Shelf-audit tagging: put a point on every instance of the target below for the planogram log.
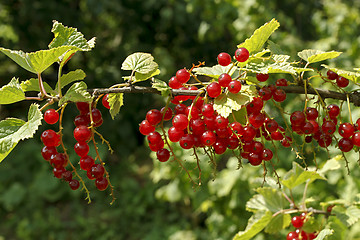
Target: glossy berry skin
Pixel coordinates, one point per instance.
(82, 133)
(101, 183)
(224, 80)
(262, 77)
(81, 149)
(105, 101)
(213, 89)
(242, 54)
(74, 184)
(342, 82)
(51, 116)
(50, 138)
(234, 86)
(297, 221)
(146, 128)
(183, 76)
(163, 155)
(346, 144)
(331, 75)
(97, 170)
(154, 116)
(224, 59)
++++++++++++++++++++
Could you write out all the items above again, substituting "dull berry skin" for "glossy berry skin" and leaving everything else unchanged, but without the pictures?

FINISHED ANSWER:
Shelf-audit tagging: put a point on every instance of the target below for the planogram log.
Target: dull berry skin
Pixel coordinates, one point per instance.
(82, 133)
(101, 183)
(224, 80)
(262, 77)
(81, 149)
(105, 101)
(213, 89)
(242, 54)
(74, 184)
(342, 82)
(51, 116)
(50, 138)
(234, 86)
(297, 221)
(146, 128)
(183, 76)
(163, 155)
(346, 144)
(331, 75)
(97, 170)
(154, 116)
(224, 59)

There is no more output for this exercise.